Passage:
════════

Climber, hiker, skier. Mainer, Canadian, Southerner. Boy Scout, ultralighter, thru-hiker. Trailspace community member.

"Trailspace community member?" Maybe we need a more compact way of identifying ourselves. Trailspacer? Trailspacian? Trailsperson? Trailspaciac? Trailspacee?

 

Trail Heads

 Lol.

gonzan
MODERATOR REVIEW CORPS
658 reviewer rep
2,148 forum posts
July 28, 2011 at 8:59 a.m. (EDT)

.ghost. said:

"Knights of the Order callis spatium."

 Love this one! 

Also really like  "Trailspacian" :)

 

Rick-Pittsburgh
1,631 reviewer rep
3,962 forum posts
July 28, 2011 at 9:19 a.m. (EDT)

I think what makes a good online community is easy... Its when everyone in said community works together towards one common goal. Helping each other out. Its alot more effective to work as a team than an individual. :)

Bill S
TOP 10 REVIEWER REVIEW CORPS
2,329 reviewer rep
5,251 forum posts
July 28, 2011 at 10:11 p.m. (EDT)

As probably the longest-term continuous member of the Trailspace and pre-Trailspace member, here is a bit of history that will provide some insight into the formation and evolution of a particular community.

════════

Short exercise 1: In the Trailspace forum thread, list every one-word name proposed right after "Maybe we need a more compact way of identifying ourselves."
Short exercise 2: Pick up the Trailspace forum thread at the end of Bill S's last sentence and write what comes next.
The entries after this point aren't needed.

════════

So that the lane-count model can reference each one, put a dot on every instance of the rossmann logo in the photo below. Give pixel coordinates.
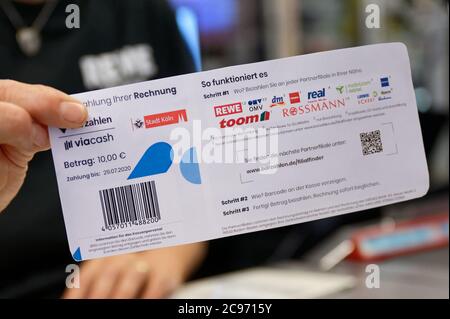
(317, 95)
(244, 120)
(88, 141)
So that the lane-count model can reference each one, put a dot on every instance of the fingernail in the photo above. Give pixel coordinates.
(73, 112)
(39, 135)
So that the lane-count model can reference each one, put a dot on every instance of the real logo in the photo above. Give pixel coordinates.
(294, 97)
(313, 95)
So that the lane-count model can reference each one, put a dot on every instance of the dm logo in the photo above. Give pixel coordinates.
(158, 159)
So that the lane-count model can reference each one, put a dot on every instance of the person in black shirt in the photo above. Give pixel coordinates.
(118, 42)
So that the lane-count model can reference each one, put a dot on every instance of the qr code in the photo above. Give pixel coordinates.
(371, 142)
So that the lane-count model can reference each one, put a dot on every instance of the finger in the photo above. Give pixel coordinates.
(18, 129)
(159, 287)
(105, 281)
(87, 274)
(129, 285)
(46, 105)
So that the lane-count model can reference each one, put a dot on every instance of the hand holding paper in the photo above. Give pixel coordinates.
(25, 112)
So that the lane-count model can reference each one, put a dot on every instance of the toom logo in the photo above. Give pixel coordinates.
(264, 116)
(255, 105)
(294, 97)
(228, 109)
(163, 119)
(316, 94)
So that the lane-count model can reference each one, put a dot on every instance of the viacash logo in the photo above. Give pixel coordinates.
(314, 95)
(255, 105)
(294, 97)
(277, 101)
(163, 119)
(228, 109)
(384, 82)
(87, 141)
(264, 116)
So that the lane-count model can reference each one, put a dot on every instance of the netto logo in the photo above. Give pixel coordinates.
(87, 141)
(264, 116)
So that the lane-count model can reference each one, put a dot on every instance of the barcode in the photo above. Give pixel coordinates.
(130, 204)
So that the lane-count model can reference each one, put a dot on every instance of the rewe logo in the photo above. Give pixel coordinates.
(264, 116)
(228, 109)
(316, 94)
(255, 105)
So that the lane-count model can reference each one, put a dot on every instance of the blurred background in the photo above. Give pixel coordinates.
(229, 32)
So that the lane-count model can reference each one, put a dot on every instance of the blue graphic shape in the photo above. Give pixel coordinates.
(157, 159)
(77, 255)
(189, 167)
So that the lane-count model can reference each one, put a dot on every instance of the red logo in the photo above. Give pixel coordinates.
(294, 97)
(163, 119)
(228, 109)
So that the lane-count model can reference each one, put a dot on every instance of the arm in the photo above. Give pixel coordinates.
(151, 274)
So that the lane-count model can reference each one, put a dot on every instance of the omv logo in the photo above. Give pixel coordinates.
(158, 159)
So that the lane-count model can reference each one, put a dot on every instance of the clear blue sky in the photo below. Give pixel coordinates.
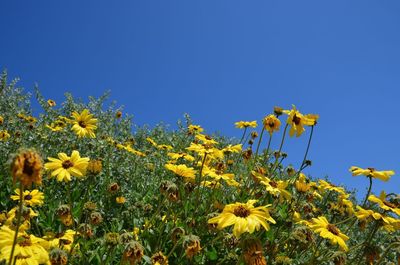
(224, 61)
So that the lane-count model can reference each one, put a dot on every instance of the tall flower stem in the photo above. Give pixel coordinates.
(259, 142)
(369, 191)
(199, 179)
(308, 148)
(19, 215)
(280, 149)
(269, 144)
(244, 133)
(371, 235)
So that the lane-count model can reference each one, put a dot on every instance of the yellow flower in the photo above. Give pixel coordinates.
(229, 178)
(133, 151)
(120, 200)
(253, 252)
(296, 120)
(51, 103)
(232, 148)
(192, 246)
(301, 184)
(159, 259)
(151, 141)
(66, 166)
(324, 185)
(84, 124)
(207, 140)
(27, 250)
(384, 204)
(195, 129)
(246, 124)
(30, 198)
(60, 240)
(244, 216)
(4, 135)
(176, 156)
(329, 231)
(188, 173)
(271, 123)
(372, 172)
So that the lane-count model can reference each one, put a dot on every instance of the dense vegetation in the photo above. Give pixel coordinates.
(83, 185)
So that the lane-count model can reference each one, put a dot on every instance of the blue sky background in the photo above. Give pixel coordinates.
(224, 61)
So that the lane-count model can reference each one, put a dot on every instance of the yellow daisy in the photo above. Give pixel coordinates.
(84, 124)
(244, 216)
(329, 231)
(51, 102)
(188, 173)
(246, 124)
(4, 135)
(27, 250)
(66, 166)
(296, 120)
(30, 198)
(271, 123)
(372, 172)
(384, 203)
(194, 129)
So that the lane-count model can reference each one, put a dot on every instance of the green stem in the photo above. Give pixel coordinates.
(244, 133)
(269, 143)
(386, 251)
(259, 142)
(308, 147)
(371, 235)
(280, 149)
(199, 179)
(19, 215)
(369, 191)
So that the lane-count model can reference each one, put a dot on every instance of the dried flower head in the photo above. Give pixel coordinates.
(27, 168)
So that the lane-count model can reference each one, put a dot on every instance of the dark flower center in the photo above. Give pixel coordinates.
(296, 120)
(391, 205)
(333, 229)
(241, 211)
(67, 164)
(82, 124)
(24, 241)
(28, 167)
(273, 184)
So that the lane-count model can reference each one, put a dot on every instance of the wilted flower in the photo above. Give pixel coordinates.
(191, 244)
(27, 168)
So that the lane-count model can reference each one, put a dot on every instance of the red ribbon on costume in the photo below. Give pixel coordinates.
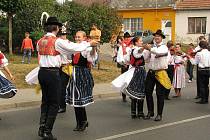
(1, 58)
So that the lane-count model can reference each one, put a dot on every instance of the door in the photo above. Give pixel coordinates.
(167, 29)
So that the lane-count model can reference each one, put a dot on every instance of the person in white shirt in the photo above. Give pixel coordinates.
(50, 48)
(170, 70)
(65, 77)
(157, 76)
(202, 59)
(198, 49)
(81, 87)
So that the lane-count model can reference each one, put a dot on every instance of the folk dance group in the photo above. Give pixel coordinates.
(166, 70)
(65, 77)
(64, 67)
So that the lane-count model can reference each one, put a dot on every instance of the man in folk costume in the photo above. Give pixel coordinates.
(157, 75)
(64, 72)
(196, 50)
(126, 44)
(50, 49)
(170, 70)
(202, 59)
(80, 94)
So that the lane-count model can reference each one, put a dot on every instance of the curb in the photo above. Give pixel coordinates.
(38, 103)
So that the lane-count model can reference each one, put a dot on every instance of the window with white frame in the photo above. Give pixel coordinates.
(196, 25)
(133, 24)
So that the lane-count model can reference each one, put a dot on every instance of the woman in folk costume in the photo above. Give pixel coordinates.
(50, 49)
(125, 47)
(80, 94)
(64, 72)
(157, 75)
(7, 89)
(179, 73)
(135, 88)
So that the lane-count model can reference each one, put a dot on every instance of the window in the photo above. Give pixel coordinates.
(133, 24)
(196, 25)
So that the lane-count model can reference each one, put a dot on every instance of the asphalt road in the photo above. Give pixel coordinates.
(110, 120)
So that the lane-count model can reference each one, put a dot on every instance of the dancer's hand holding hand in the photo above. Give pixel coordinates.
(93, 43)
(12, 77)
(148, 47)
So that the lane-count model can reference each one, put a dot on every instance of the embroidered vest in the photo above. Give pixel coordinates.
(47, 46)
(136, 61)
(79, 60)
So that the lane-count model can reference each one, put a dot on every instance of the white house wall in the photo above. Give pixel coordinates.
(181, 29)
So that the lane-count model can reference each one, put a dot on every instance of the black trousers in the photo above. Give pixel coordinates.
(198, 83)
(150, 82)
(50, 82)
(80, 114)
(64, 83)
(170, 72)
(203, 76)
(136, 105)
(124, 69)
(190, 69)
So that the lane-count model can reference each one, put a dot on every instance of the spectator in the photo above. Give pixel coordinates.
(190, 66)
(27, 47)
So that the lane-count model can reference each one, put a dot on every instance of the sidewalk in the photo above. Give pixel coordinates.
(28, 97)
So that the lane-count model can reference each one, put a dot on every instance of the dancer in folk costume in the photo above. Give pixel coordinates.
(202, 59)
(81, 87)
(157, 75)
(190, 59)
(135, 87)
(50, 49)
(179, 73)
(126, 44)
(65, 72)
(170, 70)
(7, 89)
(196, 50)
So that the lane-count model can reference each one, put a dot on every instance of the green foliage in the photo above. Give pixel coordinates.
(11, 6)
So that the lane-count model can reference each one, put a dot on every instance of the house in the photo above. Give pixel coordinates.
(192, 20)
(90, 2)
(147, 15)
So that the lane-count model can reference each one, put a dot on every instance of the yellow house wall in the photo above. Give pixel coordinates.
(152, 18)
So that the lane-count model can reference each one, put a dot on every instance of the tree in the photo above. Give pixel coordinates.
(28, 20)
(10, 7)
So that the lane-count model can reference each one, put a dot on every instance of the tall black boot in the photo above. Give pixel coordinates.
(124, 97)
(48, 128)
(140, 105)
(133, 108)
(78, 118)
(42, 124)
(84, 122)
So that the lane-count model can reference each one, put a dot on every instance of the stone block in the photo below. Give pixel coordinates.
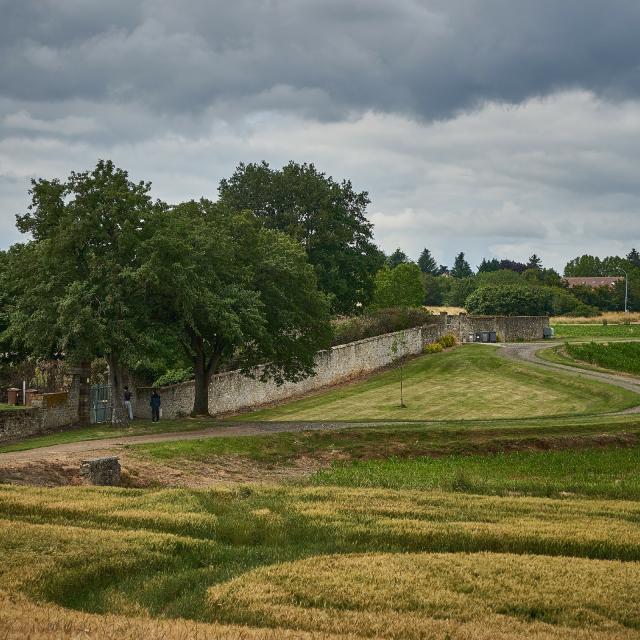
(101, 471)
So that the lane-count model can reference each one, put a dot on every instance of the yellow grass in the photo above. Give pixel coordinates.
(21, 619)
(137, 554)
(613, 317)
(432, 595)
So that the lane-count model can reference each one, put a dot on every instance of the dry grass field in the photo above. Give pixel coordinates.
(518, 526)
(613, 317)
(452, 311)
(334, 561)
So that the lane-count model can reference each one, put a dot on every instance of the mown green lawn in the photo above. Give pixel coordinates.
(597, 330)
(615, 356)
(597, 472)
(100, 431)
(469, 382)
(401, 440)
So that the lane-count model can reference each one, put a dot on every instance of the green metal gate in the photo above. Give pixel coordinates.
(100, 403)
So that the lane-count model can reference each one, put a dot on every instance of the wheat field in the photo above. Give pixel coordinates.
(260, 561)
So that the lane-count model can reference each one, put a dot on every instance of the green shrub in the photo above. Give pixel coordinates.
(400, 286)
(447, 340)
(584, 311)
(510, 300)
(173, 376)
(378, 323)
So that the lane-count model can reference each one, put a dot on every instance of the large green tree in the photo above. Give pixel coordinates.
(427, 263)
(234, 292)
(399, 287)
(396, 258)
(461, 268)
(78, 294)
(325, 216)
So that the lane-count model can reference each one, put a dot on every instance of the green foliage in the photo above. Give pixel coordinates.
(74, 287)
(173, 376)
(427, 263)
(231, 289)
(459, 290)
(398, 287)
(461, 268)
(564, 302)
(534, 262)
(448, 340)
(436, 289)
(634, 258)
(325, 216)
(597, 330)
(619, 356)
(497, 277)
(378, 322)
(487, 266)
(510, 300)
(396, 258)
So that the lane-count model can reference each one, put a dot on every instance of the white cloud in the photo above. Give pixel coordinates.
(554, 176)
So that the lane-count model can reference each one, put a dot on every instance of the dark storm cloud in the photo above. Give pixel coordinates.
(324, 59)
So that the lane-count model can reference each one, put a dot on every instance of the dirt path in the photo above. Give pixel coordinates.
(75, 451)
(90, 448)
(527, 352)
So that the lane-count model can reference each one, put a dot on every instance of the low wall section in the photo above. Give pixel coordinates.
(232, 391)
(47, 412)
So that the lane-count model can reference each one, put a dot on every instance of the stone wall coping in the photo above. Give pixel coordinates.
(337, 347)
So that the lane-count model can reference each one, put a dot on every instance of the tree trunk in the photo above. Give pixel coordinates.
(204, 365)
(201, 399)
(119, 416)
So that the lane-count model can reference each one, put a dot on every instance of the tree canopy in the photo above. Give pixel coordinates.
(396, 258)
(461, 268)
(427, 263)
(326, 217)
(79, 295)
(510, 300)
(398, 287)
(233, 291)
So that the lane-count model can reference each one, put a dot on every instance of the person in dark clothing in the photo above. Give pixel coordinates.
(155, 406)
(127, 403)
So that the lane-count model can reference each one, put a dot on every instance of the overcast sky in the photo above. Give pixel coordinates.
(495, 127)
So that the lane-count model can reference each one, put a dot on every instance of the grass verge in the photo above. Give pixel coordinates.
(470, 382)
(596, 472)
(102, 431)
(597, 330)
(403, 440)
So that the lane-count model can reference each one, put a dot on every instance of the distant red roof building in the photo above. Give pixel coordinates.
(593, 282)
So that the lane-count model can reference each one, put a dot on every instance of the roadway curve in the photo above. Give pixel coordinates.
(527, 352)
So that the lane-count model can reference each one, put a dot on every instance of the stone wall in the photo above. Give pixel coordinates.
(47, 412)
(16, 424)
(508, 328)
(232, 391)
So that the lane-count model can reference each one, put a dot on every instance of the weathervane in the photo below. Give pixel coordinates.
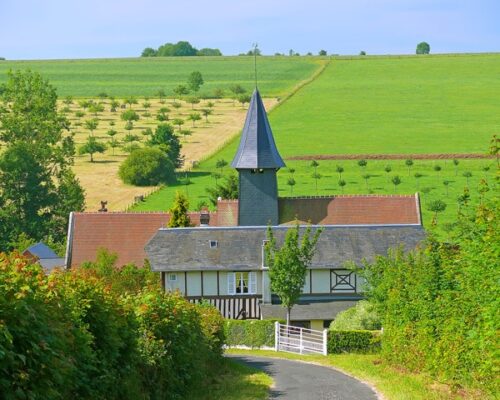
(255, 46)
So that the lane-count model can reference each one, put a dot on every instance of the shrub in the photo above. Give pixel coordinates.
(146, 167)
(360, 317)
(252, 333)
(355, 341)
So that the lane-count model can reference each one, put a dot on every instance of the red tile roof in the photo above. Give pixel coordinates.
(124, 233)
(351, 209)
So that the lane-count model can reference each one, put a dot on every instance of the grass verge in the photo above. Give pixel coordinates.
(390, 383)
(235, 381)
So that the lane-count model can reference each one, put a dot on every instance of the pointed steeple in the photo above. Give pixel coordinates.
(257, 148)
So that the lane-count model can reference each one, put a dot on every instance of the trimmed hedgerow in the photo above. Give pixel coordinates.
(356, 341)
(73, 335)
(251, 333)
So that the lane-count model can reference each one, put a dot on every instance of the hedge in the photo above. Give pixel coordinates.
(251, 333)
(74, 335)
(356, 341)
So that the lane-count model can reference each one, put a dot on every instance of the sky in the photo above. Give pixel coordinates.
(50, 29)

════════

Output 1: Trailspacer, Trailspacian, Trailsperson, Trailspaciac, Trailspacee

Output 2:
Long before there was a Trailspace, or even rec.backcountry.useful and rec.climbing.useful, there was a family of forums ("newsfeeds", to be more accurate) called UseNet. This was a rather anarchic set of discussion forums which featured hundreds of different topics, a lot of "flame wars", and a lot of foul language and other "family unfriendly" content. Despite the unsavory side, UseNet provided a location where one could find a lot of information and discussion on almost any topic of interest. Two of the UseNet groups were named rec.backcountry and rec.climbing ("rec" denoting "recreational" - there were groups under the "sci" rubric for science-related, such as discussions of the Global Positioning System).

A couple of college students in the Northeast decided to start a family of moderated forums to discuss outdoor topics, with two of those forums being called rec.climbing.useful and rec.backcountry.useful (as opposed to UseNet, which was coming to be referred to by many as UselessNet). These forums were part of Views From The Top (VFTT, which still continues).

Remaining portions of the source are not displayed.